Problem description
The records must be repeated exactly and in their entirety.

(Natural-language object grounding data)
- - -

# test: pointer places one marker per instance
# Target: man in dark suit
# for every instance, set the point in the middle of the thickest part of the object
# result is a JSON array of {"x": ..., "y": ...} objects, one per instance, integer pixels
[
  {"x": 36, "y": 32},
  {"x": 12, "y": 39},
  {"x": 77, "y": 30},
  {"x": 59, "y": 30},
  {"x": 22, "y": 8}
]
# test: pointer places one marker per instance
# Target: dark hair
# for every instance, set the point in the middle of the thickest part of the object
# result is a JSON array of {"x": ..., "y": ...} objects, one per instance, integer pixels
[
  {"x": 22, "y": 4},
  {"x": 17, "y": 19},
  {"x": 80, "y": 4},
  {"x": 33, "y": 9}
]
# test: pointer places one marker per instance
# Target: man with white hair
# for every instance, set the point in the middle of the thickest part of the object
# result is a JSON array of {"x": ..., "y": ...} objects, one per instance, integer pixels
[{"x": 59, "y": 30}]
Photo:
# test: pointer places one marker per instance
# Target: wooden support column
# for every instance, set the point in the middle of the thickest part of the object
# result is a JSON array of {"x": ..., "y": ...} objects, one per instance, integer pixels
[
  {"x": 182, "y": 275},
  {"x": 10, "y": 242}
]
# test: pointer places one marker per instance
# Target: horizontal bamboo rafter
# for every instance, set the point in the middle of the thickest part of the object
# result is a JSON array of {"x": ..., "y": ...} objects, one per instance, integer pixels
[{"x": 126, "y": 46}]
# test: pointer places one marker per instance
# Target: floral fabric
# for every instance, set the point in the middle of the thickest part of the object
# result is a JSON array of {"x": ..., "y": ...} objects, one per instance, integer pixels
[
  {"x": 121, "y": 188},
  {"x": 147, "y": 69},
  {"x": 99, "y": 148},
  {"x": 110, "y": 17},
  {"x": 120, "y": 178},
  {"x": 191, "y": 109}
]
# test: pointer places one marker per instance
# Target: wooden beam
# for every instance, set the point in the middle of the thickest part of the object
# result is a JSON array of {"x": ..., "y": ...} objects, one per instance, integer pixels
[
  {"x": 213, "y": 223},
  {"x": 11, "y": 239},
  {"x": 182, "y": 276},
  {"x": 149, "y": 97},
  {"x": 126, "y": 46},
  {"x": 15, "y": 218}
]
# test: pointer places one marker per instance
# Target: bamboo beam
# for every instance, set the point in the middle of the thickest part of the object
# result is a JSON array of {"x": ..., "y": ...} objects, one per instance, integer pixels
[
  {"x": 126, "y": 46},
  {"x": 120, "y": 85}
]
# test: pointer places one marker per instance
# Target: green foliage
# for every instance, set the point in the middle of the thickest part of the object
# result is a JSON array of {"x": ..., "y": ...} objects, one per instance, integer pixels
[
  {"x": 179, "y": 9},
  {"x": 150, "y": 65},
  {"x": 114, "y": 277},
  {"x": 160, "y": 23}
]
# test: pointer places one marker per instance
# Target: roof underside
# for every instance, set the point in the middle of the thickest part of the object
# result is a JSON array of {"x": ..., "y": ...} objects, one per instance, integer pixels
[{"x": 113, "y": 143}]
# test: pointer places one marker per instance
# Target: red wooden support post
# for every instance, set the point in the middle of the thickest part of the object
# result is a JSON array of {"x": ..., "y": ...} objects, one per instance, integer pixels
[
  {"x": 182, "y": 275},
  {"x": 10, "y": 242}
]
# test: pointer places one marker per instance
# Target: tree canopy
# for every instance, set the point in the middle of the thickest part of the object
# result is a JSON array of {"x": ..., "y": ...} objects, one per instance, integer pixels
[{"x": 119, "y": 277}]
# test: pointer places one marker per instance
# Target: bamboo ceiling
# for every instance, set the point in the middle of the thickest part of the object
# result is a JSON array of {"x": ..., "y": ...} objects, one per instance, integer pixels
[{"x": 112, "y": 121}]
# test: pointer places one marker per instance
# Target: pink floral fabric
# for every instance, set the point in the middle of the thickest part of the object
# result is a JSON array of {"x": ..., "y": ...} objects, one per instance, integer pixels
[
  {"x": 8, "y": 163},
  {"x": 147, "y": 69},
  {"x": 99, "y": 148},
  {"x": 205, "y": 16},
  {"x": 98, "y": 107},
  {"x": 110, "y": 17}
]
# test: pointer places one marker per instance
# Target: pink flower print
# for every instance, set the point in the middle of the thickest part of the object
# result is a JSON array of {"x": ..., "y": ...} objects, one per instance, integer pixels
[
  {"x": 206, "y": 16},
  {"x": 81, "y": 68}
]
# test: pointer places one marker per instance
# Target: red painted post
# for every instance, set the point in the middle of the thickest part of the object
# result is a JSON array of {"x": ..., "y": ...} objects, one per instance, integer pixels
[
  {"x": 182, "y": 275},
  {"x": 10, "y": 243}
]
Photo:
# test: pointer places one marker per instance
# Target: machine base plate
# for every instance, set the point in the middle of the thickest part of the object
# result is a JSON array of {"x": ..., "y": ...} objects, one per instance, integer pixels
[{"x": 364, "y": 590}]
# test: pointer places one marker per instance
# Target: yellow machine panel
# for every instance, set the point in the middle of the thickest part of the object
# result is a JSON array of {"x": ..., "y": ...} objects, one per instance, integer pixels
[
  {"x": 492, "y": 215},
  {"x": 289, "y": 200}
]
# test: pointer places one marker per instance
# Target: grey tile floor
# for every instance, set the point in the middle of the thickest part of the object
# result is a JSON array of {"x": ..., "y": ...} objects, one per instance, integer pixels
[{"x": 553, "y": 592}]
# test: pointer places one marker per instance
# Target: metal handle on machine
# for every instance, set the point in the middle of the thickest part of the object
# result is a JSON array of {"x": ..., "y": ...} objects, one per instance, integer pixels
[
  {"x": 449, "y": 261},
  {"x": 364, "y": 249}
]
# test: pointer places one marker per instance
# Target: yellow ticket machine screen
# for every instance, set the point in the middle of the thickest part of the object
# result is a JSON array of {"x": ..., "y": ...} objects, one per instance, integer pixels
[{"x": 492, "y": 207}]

- - -

Answer for this exercise
# test: pointer places one marker per instance
# Target: man in dark suit
# for every instance, set the point in the middle of the thickest part of the object
# result is a JSON array of {"x": ..., "y": ...} objects, one per instance, integer pixels
[
  {"x": 36, "y": 32},
  {"x": 12, "y": 39},
  {"x": 77, "y": 30},
  {"x": 59, "y": 30},
  {"x": 22, "y": 8}
]
# test: pointer places one marker per instance
# Target: dark hair
# for every instance, set the point in the middle of the thickest part of the object
# result is a JSON array of {"x": ..., "y": ...} objects, one per instance, integer pixels
[
  {"x": 22, "y": 4},
  {"x": 17, "y": 19},
  {"x": 80, "y": 4},
  {"x": 33, "y": 9}
]
# test: pointer places one marker per instance
# Target: man with white hair
# for every instance, set the point in the middle of the thickest part of the object
# result is a JSON array of {"x": ..., "y": ...} objects, one per instance, integer pixels
[{"x": 59, "y": 30}]
Photo:
# test: pointer places one marker per instance
# Target: wooden support column
# for every instance, set the point in the middle of the thickest part of the object
# result is a JSON array of {"x": ..., "y": ...} objects, one per instance, integer pixels
[
  {"x": 182, "y": 275},
  {"x": 10, "y": 242}
]
# test: pointer places one marker per instance
# Target: horizontal bamboo rafter
# for every instance, set the point in the middle of the thickest part of the object
# result is a JSON array of {"x": ..., "y": ...} objects, one per instance, integer pixels
[{"x": 126, "y": 46}]
# test: pointer places one marker per instance
# Target: floral fabric
# for every instance, set the point in the middle of the thickest part of the object
# result is a JSON array of {"x": ..., "y": ...} objects, one per instance, integer pixels
[
  {"x": 121, "y": 188},
  {"x": 147, "y": 69},
  {"x": 99, "y": 148},
  {"x": 110, "y": 17},
  {"x": 120, "y": 178},
  {"x": 191, "y": 109}
]
# test: pointer places one marker per instance
# Target: wooden beam
# for every instance, set the point in the middle of the thickest part of the object
# result is a JSON array of {"x": ..., "y": ...} objects, one per instance, integer pixels
[
  {"x": 213, "y": 223},
  {"x": 11, "y": 239},
  {"x": 182, "y": 276},
  {"x": 149, "y": 97},
  {"x": 126, "y": 46},
  {"x": 15, "y": 218}
]
# test: pointer places one marker per instance
# Target: bamboo beam
# for every instance, set the point in the middle of the thickest part of the object
# result is a JSON array of {"x": ..., "y": ...} objects, one per instance, integer pixels
[
  {"x": 126, "y": 46},
  {"x": 120, "y": 85}
]
# test: pointer places one marker per instance
# Target: green foliage
# for every instance, set the point in the middle of the thickest part of the object
# result is a JSON array of {"x": ..., "y": ...} objects, one per instance, integer pixels
[
  {"x": 179, "y": 9},
  {"x": 150, "y": 65},
  {"x": 114, "y": 277},
  {"x": 160, "y": 23}
]
# test: pointer places one marker per instance
# Target: roof underside
# for every instance, set the point in the middle of the thickest part of the object
# result is a JSON array of {"x": ..., "y": ...} objects, one per instance, integer pixels
[{"x": 113, "y": 143}]
# test: pointer places one marker per instance
# Target: red wooden support post
# for every instance, set the point in the middle of the thickest part of the object
# result is a JSON array of {"x": ..., "y": ...} objects, one per instance, integer pixels
[
  {"x": 182, "y": 275},
  {"x": 10, "y": 242}
]
# test: pointer places one marker per instance
# Target: tree canopy
# for every instance, set the point in the middle of the thickest part of the object
# result is a JSON array of {"x": ..., "y": ...} objects, one per instance, integer pixels
[{"x": 119, "y": 277}]
# test: pointer places one marker per instance
# Target: bamboo ceiling
# for every instance, set the point in the middle of the thickest part of the object
# result is a JSON array of {"x": ..., "y": ...} objects, one per instance, integer pixels
[{"x": 112, "y": 121}]
# test: pointer places one marker per instance
# Target: pink floral fabric
# for every instance, set the point in the middle of the thickest part of the object
# result is a JSON array of {"x": ..., "y": ...} objects, one per instance, integer pixels
[
  {"x": 8, "y": 163},
  {"x": 147, "y": 69},
  {"x": 99, "y": 148},
  {"x": 205, "y": 16},
  {"x": 98, "y": 107},
  {"x": 110, "y": 17}
]
# test: pointer places one marker per instance
# Target: pink flower print
# for every instance, set the point in the middle of the thickest part of the object
# result is a JSON array of {"x": ..., "y": ...} objects, one per instance, integer pixels
[
  {"x": 206, "y": 16},
  {"x": 81, "y": 68}
]
# test: pointer places one marker per instance
# Target: red painted post
# for every instance, set the point in the middle of the thickest part of the object
# result is a JSON array of {"x": ..., "y": ...} objects, one per instance, integer pixels
[
  {"x": 182, "y": 275},
  {"x": 10, "y": 243}
]
Photo:
# test: pointer places one marker per instance
# Target: machine base plate
# for every instance, set the point in the middle of the thickest part of the object
# result is a JSON array of {"x": ..., "y": ...} objects, one per instance, integer pixels
[{"x": 364, "y": 590}]
# test: pointer places one marker per instance
# Target: yellow machine panel
# for every instance, set the point in the middle of the thickest part of the object
# result is a JSON array of {"x": ..., "y": ...} objects, one per instance, integer pixels
[
  {"x": 492, "y": 215},
  {"x": 289, "y": 200}
]
# test: pointer places one marker per instance
# Target: grey tile floor
# for every instance, set the point in the middle of the thickest part of the object
# result is a JSON array of {"x": ..., "y": ...} objects, one per instance, integer pixels
[{"x": 553, "y": 592}]
# test: pointer places one marker per instance
# Target: metal handle on machine
# for every instance, set the point in the middle of the thickest part of the object
# result is a JSON array of {"x": ..., "y": ...} objects, one per instance, integer pixels
[
  {"x": 449, "y": 261},
  {"x": 364, "y": 249}
]
# test: pointer places one marker per instance
# Target: yellow ticket machine screen
# for every instance, set the point in the middle of the thickest part of the object
# result is a JSON array of {"x": ..., "y": ...} objects, one per instance, integer pixels
[{"x": 492, "y": 207}]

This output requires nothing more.